▶ [What is expected]
Add 9 to every coordinate in the answers and copy out the listing, requests included, beginning at the line that has "Exercise. Point out the marble" and stopping after the last line of the listing.

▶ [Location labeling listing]
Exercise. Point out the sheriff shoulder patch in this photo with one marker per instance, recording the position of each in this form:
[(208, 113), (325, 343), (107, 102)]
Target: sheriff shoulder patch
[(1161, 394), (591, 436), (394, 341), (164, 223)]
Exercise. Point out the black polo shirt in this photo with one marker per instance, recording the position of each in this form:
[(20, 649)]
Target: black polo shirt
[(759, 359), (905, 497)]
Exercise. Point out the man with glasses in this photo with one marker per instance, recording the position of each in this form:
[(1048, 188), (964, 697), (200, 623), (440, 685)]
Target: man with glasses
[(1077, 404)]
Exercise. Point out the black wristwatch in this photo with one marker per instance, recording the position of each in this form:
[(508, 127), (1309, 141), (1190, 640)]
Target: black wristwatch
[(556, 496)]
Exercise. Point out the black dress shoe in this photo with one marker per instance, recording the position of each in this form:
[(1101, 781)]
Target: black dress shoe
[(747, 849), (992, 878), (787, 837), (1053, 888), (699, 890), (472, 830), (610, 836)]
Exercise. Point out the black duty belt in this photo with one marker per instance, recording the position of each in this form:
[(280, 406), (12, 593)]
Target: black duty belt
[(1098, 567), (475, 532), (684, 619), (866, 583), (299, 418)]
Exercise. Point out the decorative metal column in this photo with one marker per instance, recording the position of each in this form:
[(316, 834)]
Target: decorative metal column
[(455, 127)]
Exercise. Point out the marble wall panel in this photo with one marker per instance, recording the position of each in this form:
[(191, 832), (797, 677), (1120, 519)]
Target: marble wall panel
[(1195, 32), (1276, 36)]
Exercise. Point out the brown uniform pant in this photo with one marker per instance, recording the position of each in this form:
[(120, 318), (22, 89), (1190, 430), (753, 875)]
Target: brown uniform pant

▶ [Solution below]
Exercise. Point out the marble wall panel in this photo with one marker per instance, recording the position of each in this form:
[(191, 832), (797, 677), (1120, 519)]
Target: marble wall panel
[(1204, 41), (1285, 45)]
Exercise. Point out the brown uniform pant in this photo with one marker per instance, recording the position of each in this form:
[(120, 318), (22, 89), (1190, 430), (753, 875)]
Target: brown uniform pant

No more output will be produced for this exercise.